* _WHAT TO DO_: Can you quote, word for word, every line from the first line of the records below through the line containing "positive clicks: (3, 10) (13, 10) (5, 9)", and nothing else?

···

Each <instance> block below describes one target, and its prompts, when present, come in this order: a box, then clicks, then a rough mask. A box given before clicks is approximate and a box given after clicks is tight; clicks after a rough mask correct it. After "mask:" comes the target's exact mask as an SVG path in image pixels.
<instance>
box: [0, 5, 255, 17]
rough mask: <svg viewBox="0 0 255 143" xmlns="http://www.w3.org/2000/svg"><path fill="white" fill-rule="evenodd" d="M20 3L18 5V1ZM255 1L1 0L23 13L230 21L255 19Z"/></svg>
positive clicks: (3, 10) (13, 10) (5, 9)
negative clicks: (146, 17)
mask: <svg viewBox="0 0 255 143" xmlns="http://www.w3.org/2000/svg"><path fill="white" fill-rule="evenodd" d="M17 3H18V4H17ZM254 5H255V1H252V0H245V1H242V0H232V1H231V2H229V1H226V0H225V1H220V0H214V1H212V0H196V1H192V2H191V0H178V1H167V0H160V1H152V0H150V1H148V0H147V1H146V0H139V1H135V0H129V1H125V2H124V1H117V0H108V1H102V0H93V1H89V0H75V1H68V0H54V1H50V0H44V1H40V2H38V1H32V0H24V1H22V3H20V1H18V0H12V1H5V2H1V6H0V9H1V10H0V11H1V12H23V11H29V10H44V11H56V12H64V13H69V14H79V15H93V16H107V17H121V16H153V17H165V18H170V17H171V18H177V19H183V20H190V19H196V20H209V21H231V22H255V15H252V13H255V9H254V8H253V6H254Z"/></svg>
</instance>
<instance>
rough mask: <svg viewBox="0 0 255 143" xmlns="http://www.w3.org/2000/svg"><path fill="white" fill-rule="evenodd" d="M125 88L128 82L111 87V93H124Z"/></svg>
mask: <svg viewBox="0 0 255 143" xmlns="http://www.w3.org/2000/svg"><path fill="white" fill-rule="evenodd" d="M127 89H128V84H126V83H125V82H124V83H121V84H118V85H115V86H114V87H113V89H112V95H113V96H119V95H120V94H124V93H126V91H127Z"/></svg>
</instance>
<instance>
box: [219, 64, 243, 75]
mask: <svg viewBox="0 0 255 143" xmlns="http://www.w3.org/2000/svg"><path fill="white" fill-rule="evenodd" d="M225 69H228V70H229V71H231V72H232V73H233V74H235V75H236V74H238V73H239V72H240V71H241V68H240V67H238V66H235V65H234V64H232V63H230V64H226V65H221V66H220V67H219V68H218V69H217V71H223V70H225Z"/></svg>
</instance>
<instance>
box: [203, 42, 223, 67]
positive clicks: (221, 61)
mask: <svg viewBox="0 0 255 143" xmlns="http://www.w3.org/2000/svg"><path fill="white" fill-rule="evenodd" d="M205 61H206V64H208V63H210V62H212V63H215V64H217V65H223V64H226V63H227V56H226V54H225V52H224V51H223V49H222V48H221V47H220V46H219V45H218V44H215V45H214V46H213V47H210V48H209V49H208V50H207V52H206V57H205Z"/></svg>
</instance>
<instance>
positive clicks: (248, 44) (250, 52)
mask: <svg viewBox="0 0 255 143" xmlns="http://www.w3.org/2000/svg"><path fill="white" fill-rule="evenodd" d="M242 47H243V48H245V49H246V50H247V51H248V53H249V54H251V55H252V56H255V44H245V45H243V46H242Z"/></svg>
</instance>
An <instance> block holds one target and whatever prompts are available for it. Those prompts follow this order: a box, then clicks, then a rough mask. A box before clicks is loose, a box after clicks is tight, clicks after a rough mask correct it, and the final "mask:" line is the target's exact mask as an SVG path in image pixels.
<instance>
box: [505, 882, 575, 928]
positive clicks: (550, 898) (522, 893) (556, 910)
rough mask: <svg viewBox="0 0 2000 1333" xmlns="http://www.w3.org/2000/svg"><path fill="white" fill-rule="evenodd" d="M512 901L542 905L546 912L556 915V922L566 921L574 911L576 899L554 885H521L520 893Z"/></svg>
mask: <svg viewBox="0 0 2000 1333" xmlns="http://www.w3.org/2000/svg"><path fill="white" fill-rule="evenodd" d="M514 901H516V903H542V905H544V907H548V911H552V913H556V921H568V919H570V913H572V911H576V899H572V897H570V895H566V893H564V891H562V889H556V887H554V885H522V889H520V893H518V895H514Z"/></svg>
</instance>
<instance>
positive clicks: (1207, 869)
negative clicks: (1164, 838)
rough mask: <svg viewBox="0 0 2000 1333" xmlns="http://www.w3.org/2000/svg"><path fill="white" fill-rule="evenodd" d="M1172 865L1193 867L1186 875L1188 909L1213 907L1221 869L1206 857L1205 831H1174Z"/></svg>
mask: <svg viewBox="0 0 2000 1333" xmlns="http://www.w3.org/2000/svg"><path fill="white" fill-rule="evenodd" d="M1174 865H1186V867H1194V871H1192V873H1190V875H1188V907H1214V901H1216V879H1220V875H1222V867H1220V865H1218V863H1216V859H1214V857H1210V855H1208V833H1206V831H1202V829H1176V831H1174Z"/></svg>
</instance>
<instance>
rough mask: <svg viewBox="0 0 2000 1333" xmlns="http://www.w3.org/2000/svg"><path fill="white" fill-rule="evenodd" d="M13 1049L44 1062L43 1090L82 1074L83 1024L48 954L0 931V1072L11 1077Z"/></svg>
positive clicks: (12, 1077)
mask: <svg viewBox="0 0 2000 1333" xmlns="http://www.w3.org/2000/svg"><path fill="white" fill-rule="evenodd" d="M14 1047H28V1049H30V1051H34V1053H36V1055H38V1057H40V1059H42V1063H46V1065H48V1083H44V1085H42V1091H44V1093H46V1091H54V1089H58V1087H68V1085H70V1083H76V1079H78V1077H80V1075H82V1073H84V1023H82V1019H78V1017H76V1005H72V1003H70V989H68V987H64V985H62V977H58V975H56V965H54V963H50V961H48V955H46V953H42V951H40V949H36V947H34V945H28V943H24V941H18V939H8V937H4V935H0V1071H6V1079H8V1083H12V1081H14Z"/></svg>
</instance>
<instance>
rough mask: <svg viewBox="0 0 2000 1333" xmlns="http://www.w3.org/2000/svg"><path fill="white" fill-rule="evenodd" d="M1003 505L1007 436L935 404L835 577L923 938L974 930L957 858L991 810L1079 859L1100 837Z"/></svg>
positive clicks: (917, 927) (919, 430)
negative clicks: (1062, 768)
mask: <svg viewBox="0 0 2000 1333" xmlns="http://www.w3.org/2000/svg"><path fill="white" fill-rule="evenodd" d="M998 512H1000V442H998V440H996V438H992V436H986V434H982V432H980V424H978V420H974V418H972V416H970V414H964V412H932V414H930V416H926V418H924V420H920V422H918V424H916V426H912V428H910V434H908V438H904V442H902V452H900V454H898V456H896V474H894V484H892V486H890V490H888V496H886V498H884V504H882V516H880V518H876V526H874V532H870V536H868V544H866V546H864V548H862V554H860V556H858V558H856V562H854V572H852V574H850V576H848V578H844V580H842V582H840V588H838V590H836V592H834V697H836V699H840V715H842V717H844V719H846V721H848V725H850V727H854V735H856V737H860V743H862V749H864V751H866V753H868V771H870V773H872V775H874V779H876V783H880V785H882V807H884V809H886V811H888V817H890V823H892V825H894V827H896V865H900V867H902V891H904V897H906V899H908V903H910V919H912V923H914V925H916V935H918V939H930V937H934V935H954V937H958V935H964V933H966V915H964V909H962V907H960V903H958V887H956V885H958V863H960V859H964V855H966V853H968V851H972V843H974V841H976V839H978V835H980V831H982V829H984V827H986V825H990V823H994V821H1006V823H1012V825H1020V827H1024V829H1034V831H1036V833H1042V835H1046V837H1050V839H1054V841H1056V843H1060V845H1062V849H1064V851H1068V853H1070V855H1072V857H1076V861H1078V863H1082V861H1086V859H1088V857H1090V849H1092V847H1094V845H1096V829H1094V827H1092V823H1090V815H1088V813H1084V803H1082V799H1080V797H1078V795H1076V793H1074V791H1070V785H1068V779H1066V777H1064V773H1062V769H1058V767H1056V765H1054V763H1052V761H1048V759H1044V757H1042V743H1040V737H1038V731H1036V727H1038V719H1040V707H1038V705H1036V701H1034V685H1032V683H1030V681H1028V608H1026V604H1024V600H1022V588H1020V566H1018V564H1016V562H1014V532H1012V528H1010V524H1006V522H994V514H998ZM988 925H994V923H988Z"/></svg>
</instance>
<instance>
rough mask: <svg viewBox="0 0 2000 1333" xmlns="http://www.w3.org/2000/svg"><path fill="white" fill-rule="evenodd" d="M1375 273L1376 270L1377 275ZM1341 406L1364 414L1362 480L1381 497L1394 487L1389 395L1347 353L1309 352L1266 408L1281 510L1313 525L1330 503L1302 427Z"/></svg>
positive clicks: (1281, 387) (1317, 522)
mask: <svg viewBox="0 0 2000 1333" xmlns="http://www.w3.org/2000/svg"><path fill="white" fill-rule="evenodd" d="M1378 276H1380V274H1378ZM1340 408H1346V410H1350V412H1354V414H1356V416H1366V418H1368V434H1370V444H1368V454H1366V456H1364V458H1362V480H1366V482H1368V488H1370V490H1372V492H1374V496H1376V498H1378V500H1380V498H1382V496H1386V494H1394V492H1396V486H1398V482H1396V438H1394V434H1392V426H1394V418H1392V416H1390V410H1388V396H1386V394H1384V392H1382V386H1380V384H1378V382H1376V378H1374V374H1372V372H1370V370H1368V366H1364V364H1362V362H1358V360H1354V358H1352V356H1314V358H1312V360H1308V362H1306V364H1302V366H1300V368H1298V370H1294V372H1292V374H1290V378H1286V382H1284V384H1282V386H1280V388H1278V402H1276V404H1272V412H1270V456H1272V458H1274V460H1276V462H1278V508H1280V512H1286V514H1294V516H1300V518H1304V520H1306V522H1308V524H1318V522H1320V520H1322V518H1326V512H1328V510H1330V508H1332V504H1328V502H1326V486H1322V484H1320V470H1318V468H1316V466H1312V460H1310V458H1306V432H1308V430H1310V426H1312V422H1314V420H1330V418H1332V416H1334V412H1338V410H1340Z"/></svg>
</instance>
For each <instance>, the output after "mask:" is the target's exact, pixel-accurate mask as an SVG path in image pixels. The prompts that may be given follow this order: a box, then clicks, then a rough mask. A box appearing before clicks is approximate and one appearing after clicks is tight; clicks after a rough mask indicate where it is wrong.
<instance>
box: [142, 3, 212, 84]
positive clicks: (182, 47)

···

* _RESPONSE TO THIS EXERCISE_:
Each <instance> block below describes one target, and its prompts, when present, come in this order: a box, then clicks, then a rough mask. A box given before clicks is approximate and a box given after clicks is tight; clicks after a rough mask correct it. After "mask:" comes the target's exact mask as an SVG path in image pixels.
<instance>
box: [0, 5, 255, 17]
rough mask: <svg viewBox="0 0 255 143" xmlns="http://www.w3.org/2000/svg"><path fill="white" fill-rule="evenodd" d="M20 3L18 5V1ZM255 1L1 0L23 13L230 21L255 19Z"/></svg>
positive clicks: (3, 10) (13, 10) (5, 9)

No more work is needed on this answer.